Task set –
a) Answer these questions about the passage on Jim and hospice care:
(i) What is the name for a hospice stay meant mainly to give caregivers a reprieve?
(ii) What does Jim say everyone understands when you say you are delighted to be present for it?
(iii) Without a crystal ball, what does Jim teach loved ones?
b) Can you quote everything in the passage on Jim and hospice care from "Jim is one of" down to "has in spades."?
c) Can you extend the passage on Jim and hospice care, starting after its last sentence?

─── Source passage ───

Here is Jim who knew their stories and was there for the journey already. Jim who knows them.
Patients stop treatment (at the Cancer center or elsewhere), Jim explains, for various reasons. They look next to palliative care and/or hospice. This can sometimes go on for months. He is there to answer their questions, to, as he puts it, educate them about dying. About pain management. About their choices for themselves and their loved ones. Because sometimes, patients enter hospice for what is called “respite care,” which is more so to give caregivers a much-needed reprieve from the demands of caring for loved ones on their own. So, a patient might indeed come in and leave again. But then, after time, come back and stay.
Tell me what will happen, they say. How long will this be? they ask. Is she comfortable? Does he know I am here?
Jim has a deep and abiding love for this final journey and his great privilege to be a part of it. “When you say you are delighted to be present for a birth, everyone understands,” he explains. “But when you say you are so lucky to be by the dying, few can comprehend what I mean.”
Jim is one of the gatekeepers at the door of Mystery. Some questions he can answer as time and experience have prepared him to do. But some, none of us can. Yet it is a privilege to be a witness all the same. Some patients revive and stay much longer than anyone might have thought to wish for. Some decline sooner than anyone expects. All of it is unknown and all of it requires attention, expertise, and respect, which Jim has in spades.
Much of his job is helping to manage expectations. To help loved ones decide, do I stay or go? What should I do? He wishes, on occasion, to have a crystal ball, but without one, he teaches them the signs of dying, the cues that might suggest timing. Maybe. And he assures them, with years of experience to inform him, that their loved ones are comfortable and safe and as cared for as anyone can be. Because they are. Hospice nurses are a special breed and those who are called not only are finely tuned experts in nursing, they are also finely tuned humans.
In spiritual matters, Jim takes their lead. He learns a great deal from the customs and rituals of various faiths and family systems. And he supports whatever they would like to introduce into the experience as best he can. He will figure out what they are looking for and help to make it happen. Whatever helps them to make sacred these last moments.

─── Source information ───

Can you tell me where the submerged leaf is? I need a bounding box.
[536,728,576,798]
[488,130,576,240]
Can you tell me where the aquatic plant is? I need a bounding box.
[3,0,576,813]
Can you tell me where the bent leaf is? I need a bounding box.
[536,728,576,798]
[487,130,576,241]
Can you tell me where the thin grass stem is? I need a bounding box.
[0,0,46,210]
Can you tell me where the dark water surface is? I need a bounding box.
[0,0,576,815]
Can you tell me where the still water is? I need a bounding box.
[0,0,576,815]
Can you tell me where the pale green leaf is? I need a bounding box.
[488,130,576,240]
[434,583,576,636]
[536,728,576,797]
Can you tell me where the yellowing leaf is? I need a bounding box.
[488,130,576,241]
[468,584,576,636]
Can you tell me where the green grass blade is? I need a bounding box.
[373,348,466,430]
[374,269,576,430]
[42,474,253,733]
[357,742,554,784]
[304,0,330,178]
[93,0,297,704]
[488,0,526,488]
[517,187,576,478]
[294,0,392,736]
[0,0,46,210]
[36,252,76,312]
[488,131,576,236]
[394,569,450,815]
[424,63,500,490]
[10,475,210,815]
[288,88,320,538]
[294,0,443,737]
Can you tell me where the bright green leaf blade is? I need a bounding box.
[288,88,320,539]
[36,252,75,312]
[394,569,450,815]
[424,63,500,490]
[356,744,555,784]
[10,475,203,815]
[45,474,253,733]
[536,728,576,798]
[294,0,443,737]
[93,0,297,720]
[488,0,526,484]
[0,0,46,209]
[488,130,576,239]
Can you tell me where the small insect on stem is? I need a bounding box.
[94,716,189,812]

───

Written answers –
a)
(i) Respite care.
(ii) A birth.
(iii) The signs of dying, the cues that might suggest timing.

b)
Jim is one of the gatekeepers at the door of Mystery. Some questions he can answer as time and experience have prepared him to do. But some, none of us can. Yet it is a privilege to be a witness all the same. Some patients revive and stay much longer than anyone might have thought to wish for. Some decline sooner than anyone expects. All of it is unknown and all of it requires attention, expertise, and respect, which Jim has in spades.

c)
One such moment involved a cat. A cat who leapt to the bed and laid on the body of a patient at the exact moment that he died. The family felt such wonderment and awe and gratitude that the cat was there, also, to help.
While that is rare, the rest of the items and stories brought into the room are just as precious and critical to care. Jim learns about the whole lives of the person who may not be able to tell him, himself or herself. He looks at wedding photos and cards from grandchildren and hears the stories. “So much of what I do is listen,” he says again. He knows that the person he sees is only a tiny, tiny piece of the whole story; who else he or she has been, is so much bigger and so much more.
Jim gets to hear the entire arc of their story. He hears the whole story while it is ending. And he is lucky to do it.
Jim agrees that that is what it means when your work is also your calling. “You do what you have to do in life,” he says. “But then you find it. The thing you were moving to all along.”
Maybe the path is circuitous. Maybe the mistakes aren’t mistakes after all, but ways which lead on to ways and more ways Home.
When asked, Do others understand, what you mean when you say you love to be by the dying? Do others get what you do?, Jim pauses and smiles and says, “Not many.”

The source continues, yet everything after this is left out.